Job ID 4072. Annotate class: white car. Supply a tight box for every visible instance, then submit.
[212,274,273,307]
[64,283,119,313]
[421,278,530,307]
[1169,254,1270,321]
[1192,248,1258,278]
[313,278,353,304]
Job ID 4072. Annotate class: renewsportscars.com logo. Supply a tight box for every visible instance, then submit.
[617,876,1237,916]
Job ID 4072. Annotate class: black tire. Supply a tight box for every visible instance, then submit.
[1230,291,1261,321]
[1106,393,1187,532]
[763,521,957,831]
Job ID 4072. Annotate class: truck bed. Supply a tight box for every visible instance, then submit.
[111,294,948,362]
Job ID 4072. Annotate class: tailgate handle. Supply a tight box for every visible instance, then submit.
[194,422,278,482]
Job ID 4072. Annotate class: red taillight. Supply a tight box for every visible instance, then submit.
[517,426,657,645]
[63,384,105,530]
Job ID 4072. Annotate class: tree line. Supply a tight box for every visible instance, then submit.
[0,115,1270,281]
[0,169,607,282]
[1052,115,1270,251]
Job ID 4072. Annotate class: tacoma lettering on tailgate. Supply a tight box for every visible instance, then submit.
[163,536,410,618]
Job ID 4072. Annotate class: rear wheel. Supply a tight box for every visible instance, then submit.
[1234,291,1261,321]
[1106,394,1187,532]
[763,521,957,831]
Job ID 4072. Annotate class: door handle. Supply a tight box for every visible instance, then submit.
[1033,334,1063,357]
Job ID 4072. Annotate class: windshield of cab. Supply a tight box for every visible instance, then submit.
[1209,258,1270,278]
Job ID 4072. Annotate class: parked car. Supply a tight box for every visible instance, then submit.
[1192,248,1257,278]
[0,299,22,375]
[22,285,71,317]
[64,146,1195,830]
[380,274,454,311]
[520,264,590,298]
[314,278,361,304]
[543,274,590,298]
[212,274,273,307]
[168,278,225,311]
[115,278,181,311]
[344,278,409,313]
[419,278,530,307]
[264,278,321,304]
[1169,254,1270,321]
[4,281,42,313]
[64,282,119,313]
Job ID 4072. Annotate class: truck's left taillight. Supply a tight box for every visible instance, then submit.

PERINTAH TUGAS. Tulis ulang baris-baris mulai dari baris yang memuat "Job ID 4072. Annotate class: door" hingga dan termasuk baris yang memuat "[1209,258,1270,278]". Gantilah "windshield" dengan "rear window", dan biarkan bagian lainnya tetap sama.

HASIL.
Job ID 4072. Annotate class: door handle. Supply a tight box for every visible instance, then submit.
[1033,334,1063,357]
Job ID 4072. Annotate class: rear window of cab. Supply a tight box for every visible instance, then submit.
[1209,258,1270,278]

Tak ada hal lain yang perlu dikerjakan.